**Selected extract:**
────────────────
For Terry, there was a personal touch to DU’s 2017 national championship. A Denver-area native, Terry fondly recalls the days when he was a fixture in the Magness Arena stands when the Pioneers won their previous two national championships in 2004 and 2005. The leading goal-scorer on those two title teams was Gabe Gauthier, who famously scored the lone goal in DU’s thrilling 1-0 win in the ’04 championship game. The former DU standout was one of Terry’s first hockey idols, and when Terry and his teammates passed around the championship trophy this past spring, Gauthier was there to offer his congratulations.

“Ever since I was a kid, this is where I wanted to go. My first offer was from here and I didn’t even need to wait and see if I’d get any more offers,” said Terry, who paced DU with 22 goals and 45 points last season. “To be able to win it here, like I watched Gabe Gauthier and all those guys do in ’04 and ’05, it was pretty special. It had so much value, just growing up and almost feeling part of the program growing up and watching it. I know how much it meant to me as a kid watching them win it. To be part of a team that brought it back here again is pretty incredible.”

While Hammond provides the grit, Terry leads a cast of versatile and dynamic scorers returning to DU in 2017-18. Overall, the Pioneers bring back three of their top four scorers, including Terry, Henrik Borgstrom (22 goals, 21 assists) and Jarid Lukosevicius, whose three goals in the title game made him the first player to record a hat trick in the national championship since his own coach, Montgomery, achieved that feat with Maine in 1993. While the loss of Butcher (a team-leading 30 assists) certainly is blow, it is perhaps more significant that DU returns goalie Tanner Jaillet, who won the Mike Richter Award as college hockey’s top goalie last season.
────────────────
**Extracted material:**
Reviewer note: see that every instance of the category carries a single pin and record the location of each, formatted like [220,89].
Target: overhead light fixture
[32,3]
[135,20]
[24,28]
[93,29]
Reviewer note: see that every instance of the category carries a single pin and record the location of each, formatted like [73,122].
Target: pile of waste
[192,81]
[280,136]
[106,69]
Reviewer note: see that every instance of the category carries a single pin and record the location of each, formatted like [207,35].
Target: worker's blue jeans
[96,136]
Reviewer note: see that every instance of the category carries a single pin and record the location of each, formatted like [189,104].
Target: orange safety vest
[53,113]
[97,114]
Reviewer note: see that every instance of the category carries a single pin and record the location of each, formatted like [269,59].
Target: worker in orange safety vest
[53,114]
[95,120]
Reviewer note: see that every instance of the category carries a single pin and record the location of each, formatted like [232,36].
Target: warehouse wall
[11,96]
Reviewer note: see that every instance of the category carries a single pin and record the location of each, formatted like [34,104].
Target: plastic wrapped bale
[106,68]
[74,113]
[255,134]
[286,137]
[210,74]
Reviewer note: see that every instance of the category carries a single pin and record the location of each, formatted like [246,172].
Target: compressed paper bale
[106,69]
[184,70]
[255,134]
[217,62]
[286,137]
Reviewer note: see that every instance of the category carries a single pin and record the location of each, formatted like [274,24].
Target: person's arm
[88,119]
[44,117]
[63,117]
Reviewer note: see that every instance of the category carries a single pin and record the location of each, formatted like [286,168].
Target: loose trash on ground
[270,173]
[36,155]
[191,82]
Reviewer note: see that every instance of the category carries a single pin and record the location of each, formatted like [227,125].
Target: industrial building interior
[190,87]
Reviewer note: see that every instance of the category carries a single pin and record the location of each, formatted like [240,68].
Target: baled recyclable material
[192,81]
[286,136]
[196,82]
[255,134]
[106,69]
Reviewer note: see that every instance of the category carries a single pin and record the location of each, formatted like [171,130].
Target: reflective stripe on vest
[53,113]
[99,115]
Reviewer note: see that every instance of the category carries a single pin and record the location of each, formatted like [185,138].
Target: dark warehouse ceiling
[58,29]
────────────────
**Questions to answer:**
a. From the passage on Denver's hockey program, return the portion that begins at the words "For Terry, there" and stops after the words "offer his congratulations.".
b. Resume the passage on Denver's hockey program, carrying it on from its final sentence.

**Set of answers:**
a.
For Terry, there was a personal touch to DU’s 2017 national championship. A Denver-area native, Terry fondly recalls the days when he was a fixture in the Magness Arena stands when the Pioneers won their previous two national championships in 2004 and 2005. The leading goal-scorer on those two title teams was Gabe Gauthier, who famously scored the lone goal in DU’s thrilling 1-0 win in the ’04 championship game. The former DU standout was one of Terry’s first hockey idols, and when Terry and his teammates passed around the championship trophy this past spring, Gauthier was there to offer his congratulations.

b.
The talent is there, with checkmarks in every one of any hockey team’s primary needs – scoring (Terry), goaltending (Jaillet), and leadership (Hammond). The challenge for Montgomery is not whether he has the right pieces in place to defend a national championship. It’s whether those pieces will return in 2017-18 with the same passion and hunger they displayed throughout last year’s dominant 33-7-4 campaign.

“There are two things I think are going to be our biggest challenges,” Montgomery said. “To me, it all comes from within. One, how hard are we going to be to play against? Because the one thing about last year’s team and why we had such a good overall record is we really were hard to play against from day one. You had to earn everything you got. If I look at the games we played last year, to me there was only one game where we were outworked. Maybe there was several other games where it was even. That’s hard to duplicate, and we’re going to be a younger team.

“The second thing is going to be our attention to detail. I think when guys have success they come back and they don’t realize the time and effort they put in to becoming great as a team. Our attention to detail – especially with the loss of those seniors, because their detail was so great – that’s going to be our two biggest challenges.”

Six of DU’s seven national championships prior to last spring were won in back-to-back fashion, with the Pioneers winning titles in 1960 and ’61, 1968 and ’69, and again in 2004 and ’05. If Hammond can inspire a somewhat younger batch of Pioneers to perform the daily equivalent of strutting back onto the ice with one’s ankle in tatters, chances are history will repeat itself once again.